TASK BRIEF: Collect every line of the data that contains the word "edge", treating uppercase and lowercase as different.

— Start —

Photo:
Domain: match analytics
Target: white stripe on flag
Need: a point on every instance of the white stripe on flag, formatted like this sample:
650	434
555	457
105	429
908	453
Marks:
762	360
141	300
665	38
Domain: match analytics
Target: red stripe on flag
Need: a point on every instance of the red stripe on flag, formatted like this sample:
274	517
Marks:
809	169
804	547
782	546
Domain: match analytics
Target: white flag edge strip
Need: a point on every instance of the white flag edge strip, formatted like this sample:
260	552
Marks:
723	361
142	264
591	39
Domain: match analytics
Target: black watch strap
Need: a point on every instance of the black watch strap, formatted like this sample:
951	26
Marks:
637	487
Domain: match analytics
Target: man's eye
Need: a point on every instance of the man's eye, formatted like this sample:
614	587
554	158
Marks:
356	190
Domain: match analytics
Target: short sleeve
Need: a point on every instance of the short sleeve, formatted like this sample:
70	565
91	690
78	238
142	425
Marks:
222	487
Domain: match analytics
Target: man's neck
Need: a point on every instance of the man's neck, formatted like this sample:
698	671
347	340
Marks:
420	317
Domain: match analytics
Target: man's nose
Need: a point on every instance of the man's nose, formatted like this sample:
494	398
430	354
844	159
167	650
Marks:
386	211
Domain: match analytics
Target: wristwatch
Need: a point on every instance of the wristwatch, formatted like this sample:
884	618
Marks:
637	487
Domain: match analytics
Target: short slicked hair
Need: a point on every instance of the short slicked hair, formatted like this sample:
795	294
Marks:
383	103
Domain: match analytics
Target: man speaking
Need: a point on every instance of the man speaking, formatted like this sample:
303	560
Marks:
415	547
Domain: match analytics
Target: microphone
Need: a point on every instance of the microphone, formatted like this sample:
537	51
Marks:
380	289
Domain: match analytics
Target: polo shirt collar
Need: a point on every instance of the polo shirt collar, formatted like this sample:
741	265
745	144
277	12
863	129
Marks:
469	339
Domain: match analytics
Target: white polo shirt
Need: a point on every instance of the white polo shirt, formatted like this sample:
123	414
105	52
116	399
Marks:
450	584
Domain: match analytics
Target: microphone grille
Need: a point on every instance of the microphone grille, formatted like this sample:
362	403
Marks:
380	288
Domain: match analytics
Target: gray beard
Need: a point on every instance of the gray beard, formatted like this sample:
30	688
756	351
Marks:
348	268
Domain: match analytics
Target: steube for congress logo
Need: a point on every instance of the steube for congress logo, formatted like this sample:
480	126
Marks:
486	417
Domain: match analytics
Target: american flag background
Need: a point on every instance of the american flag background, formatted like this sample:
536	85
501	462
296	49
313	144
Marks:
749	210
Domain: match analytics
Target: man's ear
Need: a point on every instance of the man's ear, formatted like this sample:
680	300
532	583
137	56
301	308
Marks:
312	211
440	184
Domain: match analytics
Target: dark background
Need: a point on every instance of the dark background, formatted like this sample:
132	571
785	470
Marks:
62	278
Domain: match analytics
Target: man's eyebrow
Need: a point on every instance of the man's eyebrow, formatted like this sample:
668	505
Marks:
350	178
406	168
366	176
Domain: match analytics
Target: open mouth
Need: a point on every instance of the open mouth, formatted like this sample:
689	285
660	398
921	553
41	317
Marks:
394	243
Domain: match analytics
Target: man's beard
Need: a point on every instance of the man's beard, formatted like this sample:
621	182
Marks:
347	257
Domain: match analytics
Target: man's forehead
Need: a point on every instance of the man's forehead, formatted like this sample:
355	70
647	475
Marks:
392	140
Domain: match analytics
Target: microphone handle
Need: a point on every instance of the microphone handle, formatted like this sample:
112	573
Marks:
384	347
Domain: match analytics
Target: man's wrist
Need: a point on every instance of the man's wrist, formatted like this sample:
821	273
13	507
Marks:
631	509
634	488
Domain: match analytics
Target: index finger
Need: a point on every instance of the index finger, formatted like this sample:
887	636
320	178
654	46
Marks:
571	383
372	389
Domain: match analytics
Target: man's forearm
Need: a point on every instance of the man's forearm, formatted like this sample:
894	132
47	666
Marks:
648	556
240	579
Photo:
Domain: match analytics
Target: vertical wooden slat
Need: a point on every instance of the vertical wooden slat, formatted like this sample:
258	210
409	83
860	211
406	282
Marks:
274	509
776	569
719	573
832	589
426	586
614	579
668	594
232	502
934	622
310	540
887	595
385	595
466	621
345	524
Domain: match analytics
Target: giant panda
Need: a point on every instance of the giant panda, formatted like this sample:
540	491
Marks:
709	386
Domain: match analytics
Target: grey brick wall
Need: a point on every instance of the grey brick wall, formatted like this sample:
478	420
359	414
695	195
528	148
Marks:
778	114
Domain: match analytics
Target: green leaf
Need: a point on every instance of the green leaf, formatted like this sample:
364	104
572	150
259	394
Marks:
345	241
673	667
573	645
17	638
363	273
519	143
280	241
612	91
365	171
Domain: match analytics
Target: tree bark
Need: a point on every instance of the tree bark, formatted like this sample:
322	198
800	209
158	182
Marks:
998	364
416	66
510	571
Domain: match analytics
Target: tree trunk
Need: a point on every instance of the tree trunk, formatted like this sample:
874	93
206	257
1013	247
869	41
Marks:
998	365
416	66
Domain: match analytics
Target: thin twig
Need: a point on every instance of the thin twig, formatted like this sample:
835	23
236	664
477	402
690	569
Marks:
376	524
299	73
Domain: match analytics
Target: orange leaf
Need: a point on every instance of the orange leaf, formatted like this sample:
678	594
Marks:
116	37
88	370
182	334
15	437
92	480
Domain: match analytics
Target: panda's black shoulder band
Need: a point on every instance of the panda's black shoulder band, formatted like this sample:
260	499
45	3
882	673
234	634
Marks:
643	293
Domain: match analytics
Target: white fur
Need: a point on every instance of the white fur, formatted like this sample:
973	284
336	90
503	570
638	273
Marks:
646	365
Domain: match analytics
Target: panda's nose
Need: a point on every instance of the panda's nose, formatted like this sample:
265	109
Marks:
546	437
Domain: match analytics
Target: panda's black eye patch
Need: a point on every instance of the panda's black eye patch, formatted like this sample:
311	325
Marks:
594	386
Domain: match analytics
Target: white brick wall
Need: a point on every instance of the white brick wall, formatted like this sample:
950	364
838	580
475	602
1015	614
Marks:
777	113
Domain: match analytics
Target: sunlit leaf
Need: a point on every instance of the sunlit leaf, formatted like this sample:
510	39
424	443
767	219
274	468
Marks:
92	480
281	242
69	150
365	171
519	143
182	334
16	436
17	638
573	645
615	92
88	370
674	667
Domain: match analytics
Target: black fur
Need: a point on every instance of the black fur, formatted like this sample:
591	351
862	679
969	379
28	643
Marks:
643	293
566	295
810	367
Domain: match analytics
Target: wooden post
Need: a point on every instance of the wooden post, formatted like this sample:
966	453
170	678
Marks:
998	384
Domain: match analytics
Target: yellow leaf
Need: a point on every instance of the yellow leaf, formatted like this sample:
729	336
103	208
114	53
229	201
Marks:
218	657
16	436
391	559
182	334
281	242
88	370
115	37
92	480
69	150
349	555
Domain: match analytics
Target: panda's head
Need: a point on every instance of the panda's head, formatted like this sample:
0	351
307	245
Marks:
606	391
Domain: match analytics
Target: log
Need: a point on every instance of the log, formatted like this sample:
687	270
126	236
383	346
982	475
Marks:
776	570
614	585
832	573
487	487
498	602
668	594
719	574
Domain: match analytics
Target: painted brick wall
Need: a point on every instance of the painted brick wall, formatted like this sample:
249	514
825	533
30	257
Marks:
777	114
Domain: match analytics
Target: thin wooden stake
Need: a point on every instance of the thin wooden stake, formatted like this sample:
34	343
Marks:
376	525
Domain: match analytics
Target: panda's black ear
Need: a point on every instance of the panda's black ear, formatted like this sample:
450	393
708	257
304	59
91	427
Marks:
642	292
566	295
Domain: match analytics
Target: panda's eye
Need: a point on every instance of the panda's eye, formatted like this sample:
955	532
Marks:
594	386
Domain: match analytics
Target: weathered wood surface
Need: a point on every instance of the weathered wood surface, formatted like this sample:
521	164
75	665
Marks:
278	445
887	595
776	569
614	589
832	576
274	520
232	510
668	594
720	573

— End —

SOLUTION:
Target: white flag edge strip
Need: a point on every instance of the white flag edge strip, formatted like this sample:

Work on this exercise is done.